- [Source passage]:
..........

EX-10.1 4 tv496863_ex10-1.htm EXHIBIT 10.1

Exhibit 10.1

 

KUNHOO SOFTWARE LIMITED

RESTRICTED SHARE UNIT (RSU) PLAN

 

The Kunhoo Software Limited Restricted Share Unit Plan (the “Plan”) has been adopted by Kunhoo Software Limited (the “Company”), a private company limited by shares and incorporated in Hong Kong, for the purpose of rewarding, attracting and retaining Employees.

 

The Board has approved the principles of the Plan.

 

1. Objectives. The purpose of the Plan is to further align the interests of Employees and the owners of the Company Group by providing long term incentives in the form of RSU Awards (hereinafter referred to as “Awards”) to Employees who contribute to the success and profitability of the Company Group. Such Awards will give Participants an interest in the Company Group, thus enhancing the proprietary and personal interest of such Participants in the Company Group’s continued success and long term progress. This Plan will also enable the Company and its Subsidiaries to attract and retain such employees.

 

2. Eligibility. All Employees of the Company Group are eligible for the grant of Awards under this Plan at the discretion of the Committee. A grant of Awards to any member of the Committee shall require Board approval.

 

3. Share Based RSUs Available for Awards.

 

(a) The Company currently has 10,000 shares issued. Ahead of RSUs becoming exercisable, the Company shall have restructured such that its shareholders and the Participants (assuming 100% exercise of the RSUs) hold 500,000,000 shares (or similar ownership units) combined (the “Restructuring”). The shares shall be with no par value or the lowest possible par value pursuant to statutory requirements.

 

(b) This number of shares shall, however, be adjusted with any investment into the Company after 1 March 2017 and prior to the Restructuring (a “Share Adjustment”).

..........

(A run of records)
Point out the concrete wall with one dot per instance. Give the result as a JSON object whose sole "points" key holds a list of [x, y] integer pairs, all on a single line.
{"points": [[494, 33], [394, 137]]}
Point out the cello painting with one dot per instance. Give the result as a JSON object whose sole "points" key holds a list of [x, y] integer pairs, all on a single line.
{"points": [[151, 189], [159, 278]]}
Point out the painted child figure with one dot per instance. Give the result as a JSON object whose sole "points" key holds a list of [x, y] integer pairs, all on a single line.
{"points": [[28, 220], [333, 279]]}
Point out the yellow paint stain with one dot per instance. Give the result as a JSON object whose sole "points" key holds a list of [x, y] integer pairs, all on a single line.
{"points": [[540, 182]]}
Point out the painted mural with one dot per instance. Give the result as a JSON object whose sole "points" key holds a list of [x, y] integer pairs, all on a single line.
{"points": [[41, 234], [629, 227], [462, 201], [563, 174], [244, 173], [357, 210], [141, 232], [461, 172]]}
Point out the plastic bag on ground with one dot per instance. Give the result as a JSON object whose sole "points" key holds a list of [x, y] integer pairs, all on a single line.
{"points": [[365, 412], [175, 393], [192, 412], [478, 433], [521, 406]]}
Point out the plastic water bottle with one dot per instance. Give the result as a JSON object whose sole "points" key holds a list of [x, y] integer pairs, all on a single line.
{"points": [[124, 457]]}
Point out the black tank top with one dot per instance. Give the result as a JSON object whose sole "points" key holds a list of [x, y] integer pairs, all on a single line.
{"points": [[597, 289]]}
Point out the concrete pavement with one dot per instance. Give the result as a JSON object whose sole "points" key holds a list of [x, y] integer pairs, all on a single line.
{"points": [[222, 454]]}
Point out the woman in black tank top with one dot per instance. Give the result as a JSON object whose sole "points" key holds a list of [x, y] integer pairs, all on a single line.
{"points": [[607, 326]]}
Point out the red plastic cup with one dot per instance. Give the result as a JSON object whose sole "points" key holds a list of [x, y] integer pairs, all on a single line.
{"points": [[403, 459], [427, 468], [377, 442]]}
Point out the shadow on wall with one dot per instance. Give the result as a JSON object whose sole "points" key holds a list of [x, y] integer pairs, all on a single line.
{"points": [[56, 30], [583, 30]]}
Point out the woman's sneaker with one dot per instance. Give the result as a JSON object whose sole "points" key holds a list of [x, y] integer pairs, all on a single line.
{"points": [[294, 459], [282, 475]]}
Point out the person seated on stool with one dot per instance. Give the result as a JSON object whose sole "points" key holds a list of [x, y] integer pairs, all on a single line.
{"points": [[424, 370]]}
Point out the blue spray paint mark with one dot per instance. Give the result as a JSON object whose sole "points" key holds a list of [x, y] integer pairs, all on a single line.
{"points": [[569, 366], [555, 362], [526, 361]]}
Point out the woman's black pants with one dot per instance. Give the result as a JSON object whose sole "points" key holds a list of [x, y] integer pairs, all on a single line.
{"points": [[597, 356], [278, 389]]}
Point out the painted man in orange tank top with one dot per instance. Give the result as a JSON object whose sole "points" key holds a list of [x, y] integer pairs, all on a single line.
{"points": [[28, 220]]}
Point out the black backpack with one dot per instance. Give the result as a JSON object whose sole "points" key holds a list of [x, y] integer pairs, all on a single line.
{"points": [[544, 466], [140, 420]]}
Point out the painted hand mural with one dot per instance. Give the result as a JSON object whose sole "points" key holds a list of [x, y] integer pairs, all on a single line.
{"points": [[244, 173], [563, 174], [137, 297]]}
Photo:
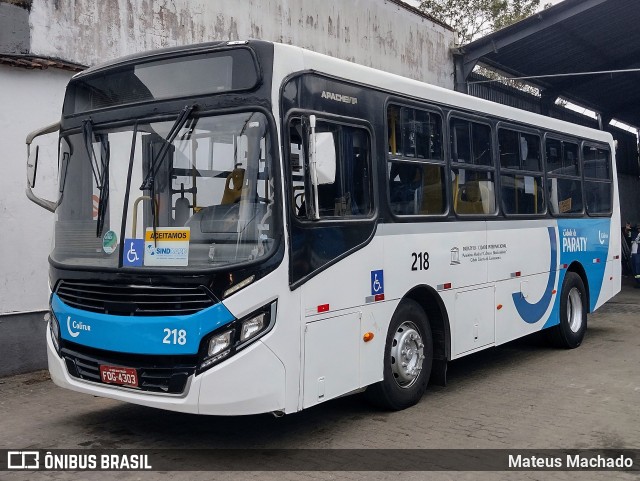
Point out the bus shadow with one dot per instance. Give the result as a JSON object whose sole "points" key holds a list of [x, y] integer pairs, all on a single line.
{"points": [[131, 426]]}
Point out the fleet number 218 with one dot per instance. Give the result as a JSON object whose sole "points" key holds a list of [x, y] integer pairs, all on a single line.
{"points": [[175, 336], [420, 261]]}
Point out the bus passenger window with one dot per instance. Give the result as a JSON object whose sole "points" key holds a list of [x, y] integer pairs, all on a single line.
{"points": [[348, 192], [521, 173], [473, 183], [565, 181], [597, 186], [416, 174]]}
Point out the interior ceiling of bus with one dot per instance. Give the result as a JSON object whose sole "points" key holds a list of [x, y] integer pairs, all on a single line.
{"points": [[573, 36]]}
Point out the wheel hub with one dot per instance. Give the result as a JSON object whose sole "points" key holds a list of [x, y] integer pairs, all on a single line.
{"points": [[407, 354], [574, 310]]}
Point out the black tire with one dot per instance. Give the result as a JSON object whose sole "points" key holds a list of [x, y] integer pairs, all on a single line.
{"points": [[401, 385], [573, 314]]}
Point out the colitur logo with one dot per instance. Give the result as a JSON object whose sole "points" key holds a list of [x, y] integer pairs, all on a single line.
{"points": [[79, 326]]}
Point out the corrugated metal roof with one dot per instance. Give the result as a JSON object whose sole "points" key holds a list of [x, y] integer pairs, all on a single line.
{"points": [[36, 62], [573, 36]]}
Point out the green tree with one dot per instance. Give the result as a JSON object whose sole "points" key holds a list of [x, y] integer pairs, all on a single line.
{"points": [[474, 18]]}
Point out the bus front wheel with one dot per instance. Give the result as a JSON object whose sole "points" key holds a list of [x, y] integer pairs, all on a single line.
{"points": [[570, 332], [408, 356]]}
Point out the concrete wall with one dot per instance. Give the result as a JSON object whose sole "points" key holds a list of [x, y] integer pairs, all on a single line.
{"points": [[629, 187], [376, 33], [30, 99]]}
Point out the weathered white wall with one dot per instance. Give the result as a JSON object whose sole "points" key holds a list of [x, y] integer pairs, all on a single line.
{"points": [[376, 33], [30, 99]]}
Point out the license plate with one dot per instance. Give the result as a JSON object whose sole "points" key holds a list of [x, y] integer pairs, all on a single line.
{"points": [[123, 376]]}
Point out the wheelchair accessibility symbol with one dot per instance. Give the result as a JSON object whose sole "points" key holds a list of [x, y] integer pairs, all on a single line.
{"points": [[377, 282], [132, 252]]}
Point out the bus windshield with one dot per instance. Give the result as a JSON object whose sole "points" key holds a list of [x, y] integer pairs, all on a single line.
{"points": [[201, 198]]}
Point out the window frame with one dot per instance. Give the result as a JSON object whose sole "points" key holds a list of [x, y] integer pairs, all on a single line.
{"points": [[580, 177], [520, 129], [322, 116], [493, 168], [607, 148], [401, 159]]}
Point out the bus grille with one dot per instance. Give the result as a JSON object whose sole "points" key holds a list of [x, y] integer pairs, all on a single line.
{"points": [[134, 300], [153, 376]]}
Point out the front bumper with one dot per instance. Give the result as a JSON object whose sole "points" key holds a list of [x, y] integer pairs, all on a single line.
{"points": [[251, 382]]}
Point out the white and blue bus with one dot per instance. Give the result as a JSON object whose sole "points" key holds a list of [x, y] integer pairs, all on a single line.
{"points": [[247, 227]]}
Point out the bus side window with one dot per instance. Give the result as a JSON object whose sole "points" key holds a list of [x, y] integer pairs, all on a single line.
{"points": [[349, 194]]}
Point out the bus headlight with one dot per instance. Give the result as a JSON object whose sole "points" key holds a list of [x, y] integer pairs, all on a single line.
{"points": [[234, 337], [251, 327], [54, 328], [219, 343]]}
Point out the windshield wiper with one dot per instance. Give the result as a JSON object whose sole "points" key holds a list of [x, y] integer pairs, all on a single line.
{"points": [[149, 181], [160, 156], [100, 170]]}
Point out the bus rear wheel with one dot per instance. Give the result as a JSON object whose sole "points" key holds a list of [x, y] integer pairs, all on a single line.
{"points": [[570, 332], [408, 356]]}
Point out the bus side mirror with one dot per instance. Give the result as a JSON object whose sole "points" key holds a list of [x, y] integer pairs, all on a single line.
{"points": [[325, 158], [32, 167]]}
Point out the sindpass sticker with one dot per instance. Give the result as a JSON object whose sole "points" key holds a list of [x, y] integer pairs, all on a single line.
{"points": [[109, 242], [167, 246]]}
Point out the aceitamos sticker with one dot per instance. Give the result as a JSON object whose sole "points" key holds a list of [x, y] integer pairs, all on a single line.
{"points": [[166, 246]]}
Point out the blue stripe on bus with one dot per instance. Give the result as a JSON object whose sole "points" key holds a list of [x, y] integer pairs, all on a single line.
{"points": [[169, 335], [583, 241], [533, 312]]}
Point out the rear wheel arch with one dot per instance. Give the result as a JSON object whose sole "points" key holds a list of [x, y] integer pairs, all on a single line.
{"points": [[431, 302], [579, 269]]}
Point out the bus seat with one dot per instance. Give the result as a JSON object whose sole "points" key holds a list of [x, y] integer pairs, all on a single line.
{"points": [[487, 197], [232, 194], [182, 211], [469, 199], [431, 191]]}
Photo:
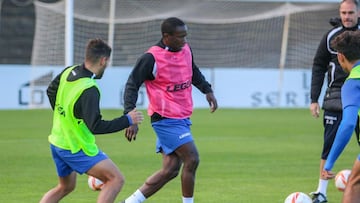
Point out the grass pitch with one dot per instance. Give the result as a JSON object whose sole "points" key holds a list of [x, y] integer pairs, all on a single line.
{"points": [[247, 156]]}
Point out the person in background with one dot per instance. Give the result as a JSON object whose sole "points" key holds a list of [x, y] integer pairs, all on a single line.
{"points": [[168, 71], [325, 61], [74, 96], [348, 46]]}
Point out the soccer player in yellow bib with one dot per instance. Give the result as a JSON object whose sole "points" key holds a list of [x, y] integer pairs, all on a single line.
{"points": [[74, 96]]}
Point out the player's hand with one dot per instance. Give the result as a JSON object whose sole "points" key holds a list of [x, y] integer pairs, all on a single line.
{"points": [[130, 132], [326, 175], [136, 116], [212, 102], [315, 109]]}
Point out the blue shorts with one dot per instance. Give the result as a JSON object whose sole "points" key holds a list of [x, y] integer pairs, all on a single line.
{"points": [[66, 162], [171, 134]]}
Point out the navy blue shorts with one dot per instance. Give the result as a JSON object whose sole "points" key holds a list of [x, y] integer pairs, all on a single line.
{"points": [[171, 134], [66, 162], [331, 124]]}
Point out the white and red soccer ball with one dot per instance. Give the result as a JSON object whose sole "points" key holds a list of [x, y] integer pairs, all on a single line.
{"points": [[298, 197], [94, 183], [341, 179]]}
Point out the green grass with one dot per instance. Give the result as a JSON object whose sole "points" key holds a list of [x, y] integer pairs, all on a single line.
{"points": [[247, 155]]}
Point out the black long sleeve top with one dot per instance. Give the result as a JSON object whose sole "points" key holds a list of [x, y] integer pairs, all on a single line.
{"points": [[143, 70], [325, 61]]}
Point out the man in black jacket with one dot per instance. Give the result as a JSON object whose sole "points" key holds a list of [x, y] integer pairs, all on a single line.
{"points": [[325, 61]]}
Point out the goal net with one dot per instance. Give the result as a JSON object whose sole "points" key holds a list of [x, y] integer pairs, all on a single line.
{"points": [[221, 33]]}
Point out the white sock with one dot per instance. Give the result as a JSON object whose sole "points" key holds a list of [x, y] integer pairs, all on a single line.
{"points": [[188, 200], [322, 187], [136, 197]]}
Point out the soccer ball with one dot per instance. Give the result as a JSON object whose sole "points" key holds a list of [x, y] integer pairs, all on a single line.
{"points": [[341, 179], [298, 197], [94, 183]]}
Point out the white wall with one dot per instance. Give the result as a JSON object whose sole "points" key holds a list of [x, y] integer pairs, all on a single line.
{"points": [[24, 87]]}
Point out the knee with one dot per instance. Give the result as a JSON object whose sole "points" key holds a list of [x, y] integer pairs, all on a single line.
{"points": [[66, 189], [192, 163], [171, 173]]}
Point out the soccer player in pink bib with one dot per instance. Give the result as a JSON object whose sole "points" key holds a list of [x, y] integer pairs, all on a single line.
{"points": [[168, 71]]}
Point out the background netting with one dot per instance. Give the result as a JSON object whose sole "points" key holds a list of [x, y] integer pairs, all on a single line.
{"points": [[221, 33]]}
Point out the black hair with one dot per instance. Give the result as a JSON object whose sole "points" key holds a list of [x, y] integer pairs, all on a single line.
{"points": [[169, 25], [348, 44], [97, 48]]}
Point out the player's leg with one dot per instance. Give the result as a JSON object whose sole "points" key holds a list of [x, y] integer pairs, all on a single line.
{"points": [[170, 169], [110, 175], [65, 186], [352, 189], [67, 178], [190, 157], [331, 122]]}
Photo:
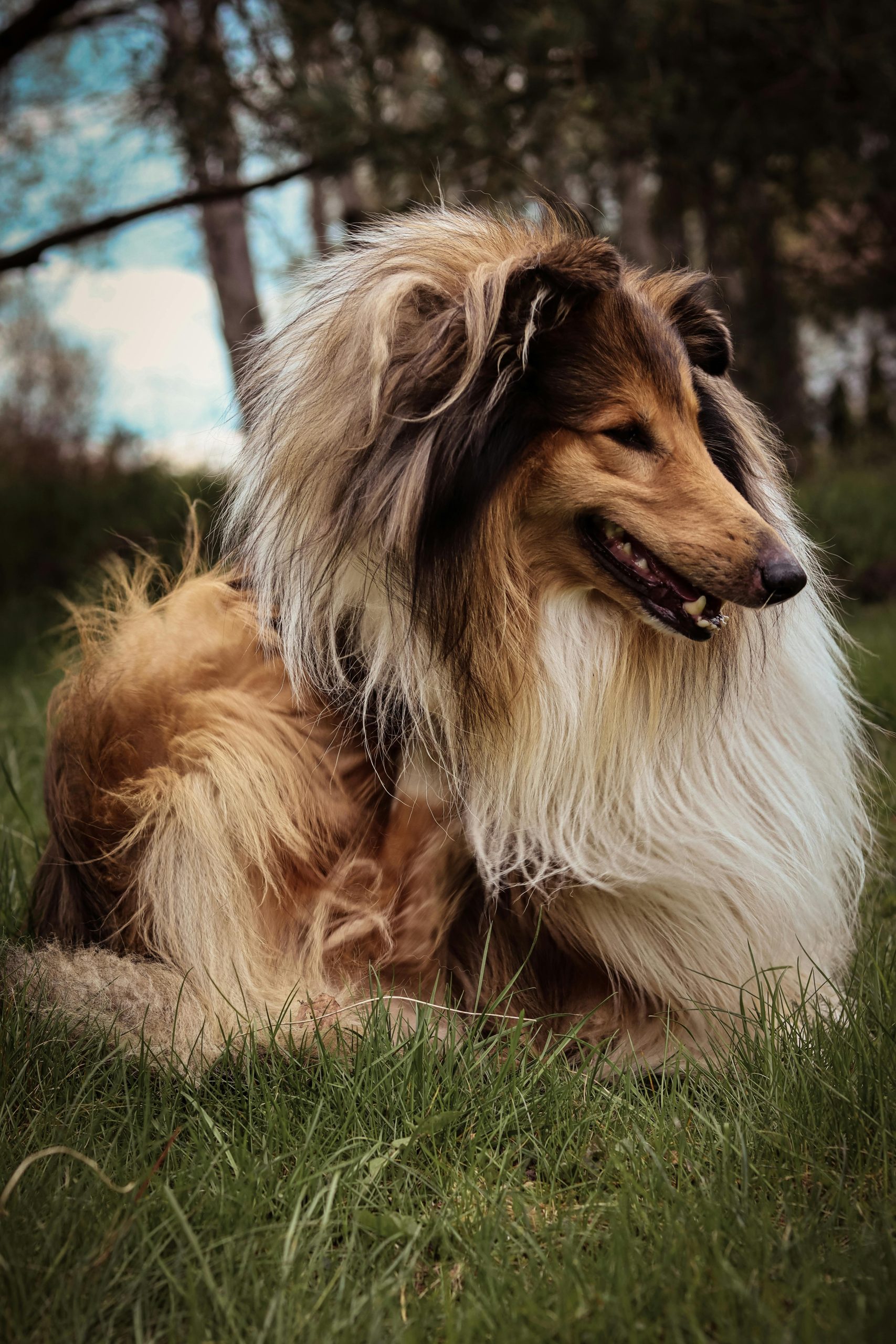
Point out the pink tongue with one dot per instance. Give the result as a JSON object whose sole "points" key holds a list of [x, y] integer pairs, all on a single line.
{"points": [[686, 591], [660, 572]]}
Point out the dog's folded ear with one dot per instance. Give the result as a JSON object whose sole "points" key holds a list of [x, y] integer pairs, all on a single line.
{"points": [[702, 327]]}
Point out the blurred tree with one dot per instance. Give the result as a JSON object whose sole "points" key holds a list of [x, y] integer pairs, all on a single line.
{"points": [[47, 394], [841, 425], [750, 138], [879, 420]]}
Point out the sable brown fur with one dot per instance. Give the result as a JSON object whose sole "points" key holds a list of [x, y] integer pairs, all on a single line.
{"points": [[424, 728]]}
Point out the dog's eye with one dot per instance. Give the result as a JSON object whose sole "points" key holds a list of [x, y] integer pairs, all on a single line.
{"points": [[630, 436]]}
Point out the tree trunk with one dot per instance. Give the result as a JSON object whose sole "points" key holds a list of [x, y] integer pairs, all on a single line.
{"points": [[227, 250], [201, 97]]}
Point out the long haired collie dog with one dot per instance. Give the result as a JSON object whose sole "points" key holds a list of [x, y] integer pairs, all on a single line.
{"points": [[498, 702]]}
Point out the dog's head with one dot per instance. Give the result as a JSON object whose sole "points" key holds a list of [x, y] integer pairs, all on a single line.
{"points": [[486, 412], [596, 418]]}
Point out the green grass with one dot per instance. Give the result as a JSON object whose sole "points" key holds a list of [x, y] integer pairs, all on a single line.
{"points": [[462, 1191]]}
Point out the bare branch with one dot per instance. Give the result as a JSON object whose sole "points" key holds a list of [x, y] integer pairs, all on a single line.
{"points": [[35, 23], [25, 257]]}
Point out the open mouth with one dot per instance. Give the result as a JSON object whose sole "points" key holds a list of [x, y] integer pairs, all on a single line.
{"points": [[664, 594]]}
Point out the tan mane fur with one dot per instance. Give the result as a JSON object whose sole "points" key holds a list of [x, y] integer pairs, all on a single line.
{"points": [[676, 816]]}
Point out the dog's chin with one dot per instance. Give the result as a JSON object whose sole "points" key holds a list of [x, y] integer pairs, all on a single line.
{"points": [[666, 600]]}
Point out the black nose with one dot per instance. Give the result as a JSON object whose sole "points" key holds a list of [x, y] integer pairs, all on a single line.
{"points": [[782, 577]]}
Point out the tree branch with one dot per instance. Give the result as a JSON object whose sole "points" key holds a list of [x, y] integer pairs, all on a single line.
{"points": [[27, 256], [31, 26]]}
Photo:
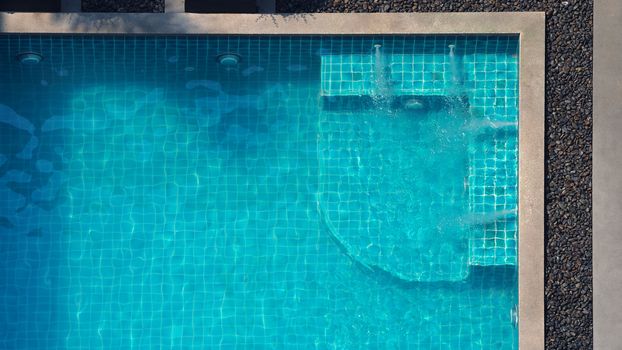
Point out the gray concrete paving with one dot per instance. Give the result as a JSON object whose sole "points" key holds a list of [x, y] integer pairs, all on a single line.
{"points": [[607, 178]]}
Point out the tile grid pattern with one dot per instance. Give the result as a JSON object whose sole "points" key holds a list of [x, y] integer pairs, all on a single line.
{"points": [[73, 278], [491, 84]]}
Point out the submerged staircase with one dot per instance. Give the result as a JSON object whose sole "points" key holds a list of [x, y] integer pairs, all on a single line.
{"points": [[492, 95]]}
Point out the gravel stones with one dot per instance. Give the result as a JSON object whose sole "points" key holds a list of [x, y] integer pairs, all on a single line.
{"points": [[568, 256], [123, 5]]}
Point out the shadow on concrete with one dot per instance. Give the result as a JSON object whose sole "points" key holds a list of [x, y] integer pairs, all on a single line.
{"points": [[30, 6]]}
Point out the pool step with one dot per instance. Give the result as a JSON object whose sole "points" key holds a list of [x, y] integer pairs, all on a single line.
{"points": [[493, 190], [405, 74]]}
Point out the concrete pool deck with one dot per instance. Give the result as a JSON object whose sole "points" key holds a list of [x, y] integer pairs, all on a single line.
{"points": [[607, 162], [530, 27]]}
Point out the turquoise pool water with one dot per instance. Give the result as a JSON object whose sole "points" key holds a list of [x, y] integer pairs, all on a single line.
{"points": [[323, 193]]}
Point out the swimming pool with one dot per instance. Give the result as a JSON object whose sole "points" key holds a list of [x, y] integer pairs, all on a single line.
{"points": [[278, 192]]}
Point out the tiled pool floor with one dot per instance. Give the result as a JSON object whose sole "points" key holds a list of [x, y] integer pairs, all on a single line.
{"points": [[152, 199]]}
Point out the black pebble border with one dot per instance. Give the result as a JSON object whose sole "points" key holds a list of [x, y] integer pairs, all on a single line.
{"points": [[568, 288], [123, 5]]}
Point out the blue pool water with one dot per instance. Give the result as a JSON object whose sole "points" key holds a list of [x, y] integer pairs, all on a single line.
{"points": [[323, 193]]}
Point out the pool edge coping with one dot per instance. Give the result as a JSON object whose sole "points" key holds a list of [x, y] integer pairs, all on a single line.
{"points": [[530, 26]]}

..........

- [Work instructions]:
1. Reproduce the portion of the RSU plan from "The Board has" up to and including "require Board approval.".
2. Name every term that the RSU plan defines by placing it in quotation marks.
3. Continue the Kunhoo Software RSU plan after its final sentence.
The records have no role in this exercise.

- [Answers by task]:
1.
The Board has approved the principles of the Plan.

 

1. Objectives. The purpose of the Plan is to further align the interests of Employees and the owners of the Company Group by providing long term incentives in the form of RSU Awards (hereinafter referred to as “Awards”) to Employees who contribute to the success and profitability of the Company Group. Such Awards will give Participants an interest in the Company Group, thus enhancing the proprietary and personal interest of such Participants in the Company Group’s continued success and long term progress. This Plan will also enable the Company and its Subsidiaries to attract and retain such employees.

 

2. Eligibility. All Employees of the Company Group are eligible for the grant of Awards under this Plan at the discretion of the Committee. A grant of Awards to any member of the Committee shall require Board approval.

2.
Plan
Company
Awards
Restructuring
Share Adjustment

3.
(c) If the Company transfers all of its assets to an entity outside the Company Group that is controlled by the Investors (the “New Entity”), of it the Company Group engages in an IPO, but at the level of a parent or subsidiary of the Company (the “Affiliate”), this Plan shall also be transferred to such New Entity or Affiliate and such New Entity or Affiliate shall affirmatively undertake all rights and obligations of “Company” under this Plan. In the event of such a transfer, all references to “Company” herein shall be deemed to refer to New Entity or Affiliate. In particular, the New Entity or Affiliate shall be structured in such as manner as to have the number of shares set forth in Paragraph 3(a) of this Plan.

 

(d) Up to 50,000,000 RSUs shall be available for Awards subject to this Plan. Each RSU will entitle the holder to receive one share in the Company. RSUs will be granted as if the Restructuring is complete, meaning that the total number of RSUs available for Awards shall represent an ownership of 10% in the Company on a fully diluted basis prior to any Share Adjustment.

 

(e) If, resulting from the Restructuring, the Company, or any New Entity or Affiliate that has assumed all rights and obligations of the Company under this Plan, has a number of shares which is not in line with the provisions of this Plan, each RSU grant and the total number of RSUs available for Awards subject to this Plan shall be adjusted so that the total number of RSUs available for Awards represent the same ownership percentage of the equity as intended (i.e., 10% on a fully diluted basis prior to any Share Adjustment).

 

(f) RSUs included in Awards under this Plan that are forfeited or terminated shall again immediately become available for new Awards hereunder. The Committee may from time to time adopt and observe such rules and procedures concerning the counting of RSUs against the Plan maximum or any sublimit as it may deem appropriate, including rules more restrictive than those set forth above to the extent necessary to satisfy the requirements of any national share exchange on which Company’s shares are listed, any applicable regulatory requirement or any tax qualification requirement.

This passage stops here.